▶ _Ejercicio propuesto_:
Identifique en los registros siguientes cada línea en la que figure la palabra “curly” y cópiela.
╭──
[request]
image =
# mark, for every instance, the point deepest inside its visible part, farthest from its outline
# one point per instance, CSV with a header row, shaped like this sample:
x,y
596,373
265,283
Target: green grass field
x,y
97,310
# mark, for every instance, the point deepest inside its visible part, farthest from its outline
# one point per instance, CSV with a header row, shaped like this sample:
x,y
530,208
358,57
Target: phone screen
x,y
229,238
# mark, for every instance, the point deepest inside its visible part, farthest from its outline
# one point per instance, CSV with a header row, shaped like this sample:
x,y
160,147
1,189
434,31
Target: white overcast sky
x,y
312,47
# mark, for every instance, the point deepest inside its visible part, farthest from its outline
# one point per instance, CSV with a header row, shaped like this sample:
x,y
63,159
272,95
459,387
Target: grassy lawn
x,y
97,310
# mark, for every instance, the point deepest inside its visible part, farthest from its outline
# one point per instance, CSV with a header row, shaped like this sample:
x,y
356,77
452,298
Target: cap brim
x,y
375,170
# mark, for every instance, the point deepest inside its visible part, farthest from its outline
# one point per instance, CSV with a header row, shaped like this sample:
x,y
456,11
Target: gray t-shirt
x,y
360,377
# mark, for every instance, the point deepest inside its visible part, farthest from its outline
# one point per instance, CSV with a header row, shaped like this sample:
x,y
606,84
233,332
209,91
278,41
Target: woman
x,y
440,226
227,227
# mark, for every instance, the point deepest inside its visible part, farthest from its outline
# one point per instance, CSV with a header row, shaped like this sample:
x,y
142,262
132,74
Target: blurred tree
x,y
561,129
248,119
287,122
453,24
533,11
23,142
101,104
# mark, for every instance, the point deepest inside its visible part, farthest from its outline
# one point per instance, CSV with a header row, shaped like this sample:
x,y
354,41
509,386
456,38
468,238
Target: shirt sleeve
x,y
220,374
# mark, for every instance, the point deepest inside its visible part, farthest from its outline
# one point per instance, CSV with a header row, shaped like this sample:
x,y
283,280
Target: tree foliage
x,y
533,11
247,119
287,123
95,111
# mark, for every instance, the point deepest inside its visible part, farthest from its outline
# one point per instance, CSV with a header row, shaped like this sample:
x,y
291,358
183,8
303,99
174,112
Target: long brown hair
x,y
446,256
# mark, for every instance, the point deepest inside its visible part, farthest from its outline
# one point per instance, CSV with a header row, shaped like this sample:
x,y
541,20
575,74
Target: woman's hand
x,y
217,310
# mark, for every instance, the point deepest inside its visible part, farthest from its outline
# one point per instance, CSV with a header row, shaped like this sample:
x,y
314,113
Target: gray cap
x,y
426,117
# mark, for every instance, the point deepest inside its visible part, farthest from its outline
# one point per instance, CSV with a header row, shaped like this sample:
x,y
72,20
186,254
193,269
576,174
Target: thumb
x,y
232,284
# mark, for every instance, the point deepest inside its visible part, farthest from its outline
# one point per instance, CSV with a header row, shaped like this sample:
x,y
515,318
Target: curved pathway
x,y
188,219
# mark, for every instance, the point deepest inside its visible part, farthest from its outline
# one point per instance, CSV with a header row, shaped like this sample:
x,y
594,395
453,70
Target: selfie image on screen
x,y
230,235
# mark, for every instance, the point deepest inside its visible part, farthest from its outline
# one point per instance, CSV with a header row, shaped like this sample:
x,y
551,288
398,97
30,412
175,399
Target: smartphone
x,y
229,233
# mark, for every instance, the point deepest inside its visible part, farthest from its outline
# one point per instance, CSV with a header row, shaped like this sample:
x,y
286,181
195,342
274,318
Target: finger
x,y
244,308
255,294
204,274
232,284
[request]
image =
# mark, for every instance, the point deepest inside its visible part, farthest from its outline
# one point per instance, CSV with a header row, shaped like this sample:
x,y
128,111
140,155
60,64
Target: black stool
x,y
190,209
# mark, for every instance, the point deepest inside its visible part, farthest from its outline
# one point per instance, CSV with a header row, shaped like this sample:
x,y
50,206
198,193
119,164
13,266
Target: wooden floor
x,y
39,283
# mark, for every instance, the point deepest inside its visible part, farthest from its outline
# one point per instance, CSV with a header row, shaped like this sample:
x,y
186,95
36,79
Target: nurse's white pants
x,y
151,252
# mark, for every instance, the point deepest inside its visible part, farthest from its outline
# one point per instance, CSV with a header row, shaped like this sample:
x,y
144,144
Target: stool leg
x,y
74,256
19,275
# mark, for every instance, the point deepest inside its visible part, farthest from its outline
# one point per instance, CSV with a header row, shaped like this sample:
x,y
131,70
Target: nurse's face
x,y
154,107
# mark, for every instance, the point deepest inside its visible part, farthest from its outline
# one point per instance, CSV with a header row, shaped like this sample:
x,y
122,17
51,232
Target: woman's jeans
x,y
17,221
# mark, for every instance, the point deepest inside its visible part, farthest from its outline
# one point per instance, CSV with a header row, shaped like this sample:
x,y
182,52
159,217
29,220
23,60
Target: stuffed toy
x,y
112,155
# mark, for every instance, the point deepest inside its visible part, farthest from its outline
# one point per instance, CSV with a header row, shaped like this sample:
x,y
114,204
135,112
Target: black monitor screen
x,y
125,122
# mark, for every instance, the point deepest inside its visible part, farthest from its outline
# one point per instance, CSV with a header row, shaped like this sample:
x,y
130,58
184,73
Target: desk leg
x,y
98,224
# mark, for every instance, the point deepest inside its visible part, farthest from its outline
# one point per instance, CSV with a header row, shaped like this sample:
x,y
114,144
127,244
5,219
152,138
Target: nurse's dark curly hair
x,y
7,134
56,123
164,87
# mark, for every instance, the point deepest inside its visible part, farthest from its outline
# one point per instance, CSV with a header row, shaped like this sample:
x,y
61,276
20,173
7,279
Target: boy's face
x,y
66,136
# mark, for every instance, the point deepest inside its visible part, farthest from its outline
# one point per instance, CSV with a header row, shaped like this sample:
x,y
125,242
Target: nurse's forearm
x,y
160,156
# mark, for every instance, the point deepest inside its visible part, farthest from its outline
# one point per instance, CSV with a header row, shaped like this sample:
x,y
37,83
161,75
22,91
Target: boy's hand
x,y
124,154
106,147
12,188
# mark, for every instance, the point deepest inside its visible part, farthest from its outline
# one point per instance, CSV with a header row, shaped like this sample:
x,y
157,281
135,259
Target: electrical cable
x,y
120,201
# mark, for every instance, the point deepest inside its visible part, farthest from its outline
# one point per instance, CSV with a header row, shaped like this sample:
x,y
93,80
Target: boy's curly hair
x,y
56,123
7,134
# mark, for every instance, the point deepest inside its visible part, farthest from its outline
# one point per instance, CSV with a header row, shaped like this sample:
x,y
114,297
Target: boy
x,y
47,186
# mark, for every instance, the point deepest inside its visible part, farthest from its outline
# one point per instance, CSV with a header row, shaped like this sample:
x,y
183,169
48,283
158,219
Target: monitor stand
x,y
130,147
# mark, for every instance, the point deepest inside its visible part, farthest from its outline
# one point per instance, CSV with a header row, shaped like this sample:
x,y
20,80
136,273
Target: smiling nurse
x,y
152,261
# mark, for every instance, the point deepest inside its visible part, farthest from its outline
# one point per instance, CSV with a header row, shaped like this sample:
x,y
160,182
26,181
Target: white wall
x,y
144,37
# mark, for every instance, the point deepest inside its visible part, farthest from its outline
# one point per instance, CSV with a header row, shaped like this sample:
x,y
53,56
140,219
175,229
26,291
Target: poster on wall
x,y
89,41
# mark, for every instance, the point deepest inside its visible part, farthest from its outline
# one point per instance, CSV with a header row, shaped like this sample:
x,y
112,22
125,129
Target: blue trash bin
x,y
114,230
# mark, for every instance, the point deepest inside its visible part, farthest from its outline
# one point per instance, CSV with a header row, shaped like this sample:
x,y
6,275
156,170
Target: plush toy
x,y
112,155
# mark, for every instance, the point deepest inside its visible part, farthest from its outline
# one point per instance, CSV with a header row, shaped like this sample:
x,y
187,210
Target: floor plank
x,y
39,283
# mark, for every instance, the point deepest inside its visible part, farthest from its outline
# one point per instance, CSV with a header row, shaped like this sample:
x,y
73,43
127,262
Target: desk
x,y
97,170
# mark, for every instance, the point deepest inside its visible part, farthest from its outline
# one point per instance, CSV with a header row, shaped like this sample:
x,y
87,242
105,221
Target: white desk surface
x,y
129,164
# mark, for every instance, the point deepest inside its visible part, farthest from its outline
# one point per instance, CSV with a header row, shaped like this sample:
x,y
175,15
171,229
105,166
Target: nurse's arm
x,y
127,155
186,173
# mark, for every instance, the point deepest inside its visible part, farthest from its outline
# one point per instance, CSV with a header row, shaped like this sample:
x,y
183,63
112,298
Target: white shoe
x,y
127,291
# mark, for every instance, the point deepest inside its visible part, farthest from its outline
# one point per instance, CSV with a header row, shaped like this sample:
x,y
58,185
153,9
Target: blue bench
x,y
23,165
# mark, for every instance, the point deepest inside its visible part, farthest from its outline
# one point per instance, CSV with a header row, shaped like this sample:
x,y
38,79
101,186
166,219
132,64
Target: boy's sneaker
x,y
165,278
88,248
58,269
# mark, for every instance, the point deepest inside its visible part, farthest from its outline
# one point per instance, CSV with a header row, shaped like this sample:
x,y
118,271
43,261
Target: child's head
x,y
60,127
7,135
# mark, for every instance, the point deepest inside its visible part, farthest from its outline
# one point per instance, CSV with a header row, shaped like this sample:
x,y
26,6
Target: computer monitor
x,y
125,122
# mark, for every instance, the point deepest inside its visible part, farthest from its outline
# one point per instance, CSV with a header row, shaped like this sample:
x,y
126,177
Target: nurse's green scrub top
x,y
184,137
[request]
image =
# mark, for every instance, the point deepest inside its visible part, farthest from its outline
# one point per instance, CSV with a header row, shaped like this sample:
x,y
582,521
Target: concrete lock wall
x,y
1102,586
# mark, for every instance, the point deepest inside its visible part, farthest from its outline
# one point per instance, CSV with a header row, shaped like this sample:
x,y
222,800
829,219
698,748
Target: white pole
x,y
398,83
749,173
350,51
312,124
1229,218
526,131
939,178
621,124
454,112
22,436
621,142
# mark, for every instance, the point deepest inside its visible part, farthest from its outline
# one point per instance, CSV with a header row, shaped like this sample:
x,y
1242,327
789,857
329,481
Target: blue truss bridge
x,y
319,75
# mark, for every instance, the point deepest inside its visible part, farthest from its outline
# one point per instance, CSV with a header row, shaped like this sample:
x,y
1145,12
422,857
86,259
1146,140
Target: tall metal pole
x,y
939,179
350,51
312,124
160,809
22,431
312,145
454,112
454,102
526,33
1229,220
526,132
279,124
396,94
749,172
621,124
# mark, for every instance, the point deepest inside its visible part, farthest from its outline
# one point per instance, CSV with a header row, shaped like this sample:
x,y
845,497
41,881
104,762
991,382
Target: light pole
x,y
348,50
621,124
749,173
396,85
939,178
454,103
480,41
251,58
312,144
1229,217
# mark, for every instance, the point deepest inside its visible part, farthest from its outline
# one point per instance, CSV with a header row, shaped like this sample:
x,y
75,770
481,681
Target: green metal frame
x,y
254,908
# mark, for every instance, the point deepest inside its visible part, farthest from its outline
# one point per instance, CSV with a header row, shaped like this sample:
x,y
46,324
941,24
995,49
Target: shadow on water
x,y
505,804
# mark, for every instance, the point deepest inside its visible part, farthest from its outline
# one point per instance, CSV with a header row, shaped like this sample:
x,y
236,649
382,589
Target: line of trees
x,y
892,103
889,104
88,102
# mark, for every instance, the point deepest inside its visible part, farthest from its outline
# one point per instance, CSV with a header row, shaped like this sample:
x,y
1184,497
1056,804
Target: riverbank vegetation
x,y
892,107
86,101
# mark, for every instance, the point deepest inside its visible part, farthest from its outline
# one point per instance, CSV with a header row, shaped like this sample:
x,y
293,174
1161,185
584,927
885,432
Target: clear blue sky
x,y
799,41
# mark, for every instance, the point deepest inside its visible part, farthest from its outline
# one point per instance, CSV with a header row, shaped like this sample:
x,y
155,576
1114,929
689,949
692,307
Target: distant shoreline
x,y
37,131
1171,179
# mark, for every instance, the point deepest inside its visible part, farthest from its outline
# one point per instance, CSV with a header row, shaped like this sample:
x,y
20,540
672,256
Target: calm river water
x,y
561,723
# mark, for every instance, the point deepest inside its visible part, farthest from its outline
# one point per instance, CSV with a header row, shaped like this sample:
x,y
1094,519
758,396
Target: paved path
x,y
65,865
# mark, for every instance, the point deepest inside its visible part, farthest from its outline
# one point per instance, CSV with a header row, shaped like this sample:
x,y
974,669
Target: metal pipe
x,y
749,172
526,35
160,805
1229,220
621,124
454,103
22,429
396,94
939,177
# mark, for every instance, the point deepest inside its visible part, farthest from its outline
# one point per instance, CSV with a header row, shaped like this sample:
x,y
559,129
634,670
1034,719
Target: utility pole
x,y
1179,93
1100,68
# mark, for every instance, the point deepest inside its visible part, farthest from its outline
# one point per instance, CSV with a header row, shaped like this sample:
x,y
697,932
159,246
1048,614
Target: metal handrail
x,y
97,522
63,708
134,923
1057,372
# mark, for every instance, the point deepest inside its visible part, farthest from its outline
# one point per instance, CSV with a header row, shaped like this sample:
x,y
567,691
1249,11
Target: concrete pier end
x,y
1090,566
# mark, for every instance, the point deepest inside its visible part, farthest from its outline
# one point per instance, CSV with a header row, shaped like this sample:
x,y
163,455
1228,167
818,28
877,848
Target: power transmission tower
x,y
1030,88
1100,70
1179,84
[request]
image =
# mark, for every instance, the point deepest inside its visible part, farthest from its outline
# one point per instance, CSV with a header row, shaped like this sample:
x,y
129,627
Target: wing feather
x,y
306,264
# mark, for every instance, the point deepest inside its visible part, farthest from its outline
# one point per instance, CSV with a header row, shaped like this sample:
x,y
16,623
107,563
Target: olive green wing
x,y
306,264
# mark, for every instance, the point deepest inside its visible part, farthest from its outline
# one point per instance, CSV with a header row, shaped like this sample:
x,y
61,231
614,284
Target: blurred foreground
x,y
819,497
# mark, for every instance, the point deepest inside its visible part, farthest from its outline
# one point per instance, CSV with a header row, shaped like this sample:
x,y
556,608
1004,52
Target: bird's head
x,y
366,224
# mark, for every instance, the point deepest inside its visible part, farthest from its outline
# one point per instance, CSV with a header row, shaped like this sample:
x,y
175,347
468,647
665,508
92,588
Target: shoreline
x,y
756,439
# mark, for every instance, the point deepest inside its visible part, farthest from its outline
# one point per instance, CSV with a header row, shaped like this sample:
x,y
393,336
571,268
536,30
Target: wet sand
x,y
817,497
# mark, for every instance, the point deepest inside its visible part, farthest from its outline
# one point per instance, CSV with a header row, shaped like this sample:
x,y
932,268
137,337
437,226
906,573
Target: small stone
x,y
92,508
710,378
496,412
╰──
▶ _Resultado correcto_:
Target: nurse's dark curly hair
Target: boy's curly hair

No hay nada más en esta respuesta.